Task description: The response should contain all of the data below, reproduced exactly, and no pictures.

====== Exercise materials

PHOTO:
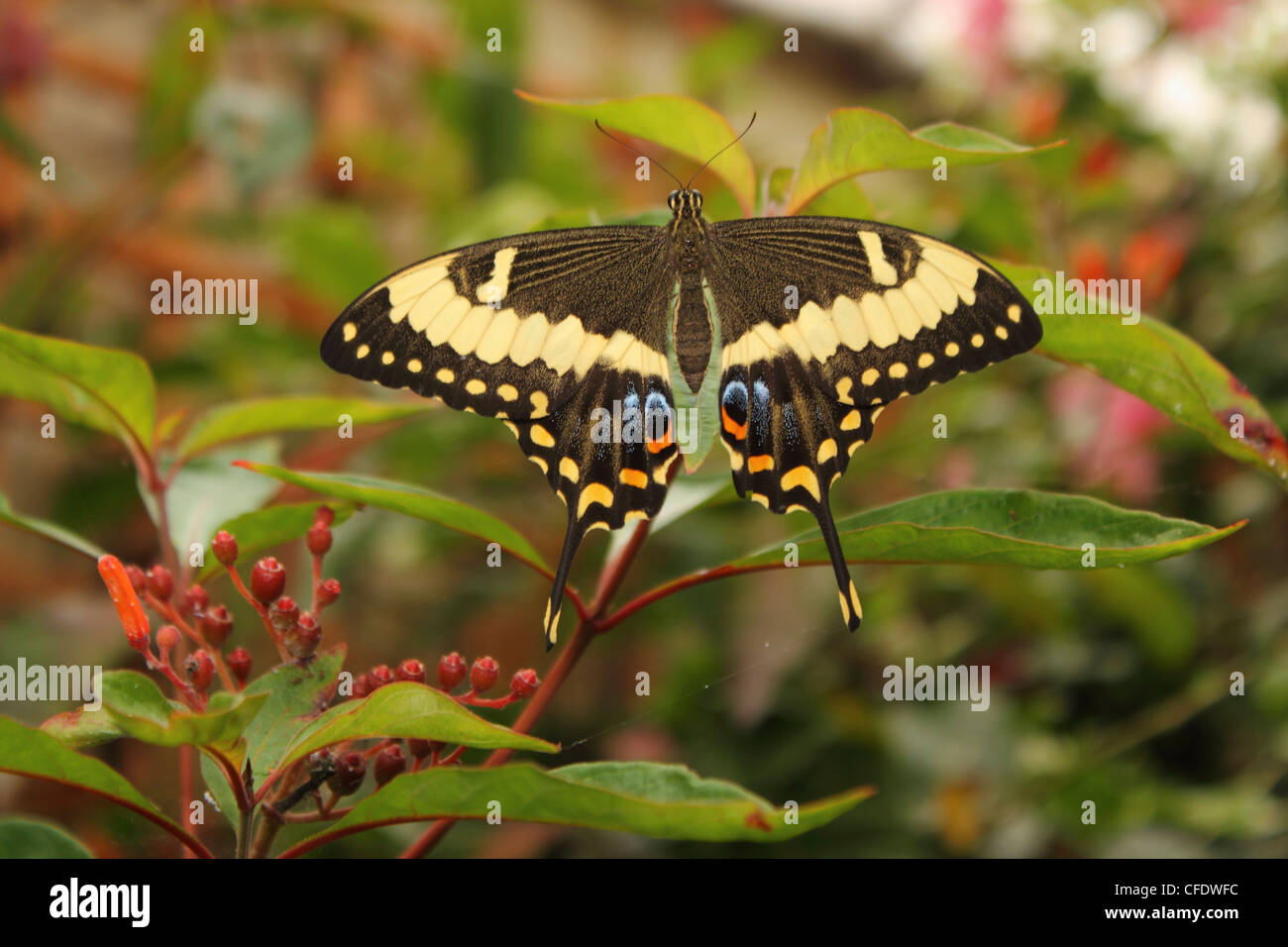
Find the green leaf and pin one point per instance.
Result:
(51, 531)
(24, 838)
(1163, 368)
(295, 697)
(30, 753)
(211, 488)
(78, 728)
(678, 123)
(412, 501)
(244, 419)
(106, 389)
(137, 705)
(1004, 527)
(407, 709)
(653, 799)
(270, 526)
(858, 141)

============

Written answer:
PHOTO:
Find the green leaf and pin one point per instance.
Result:
(51, 531)
(24, 838)
(1163, 368)
(295, 697)
(30, 753)
(211, 488)
(78, 728)
(678, 123)
(412, 501)
(244, 419)
(106, 389)
(137, 705)
(1004, 527)
(407, 709)
(653, 799)
(270, 526)
(858, 141)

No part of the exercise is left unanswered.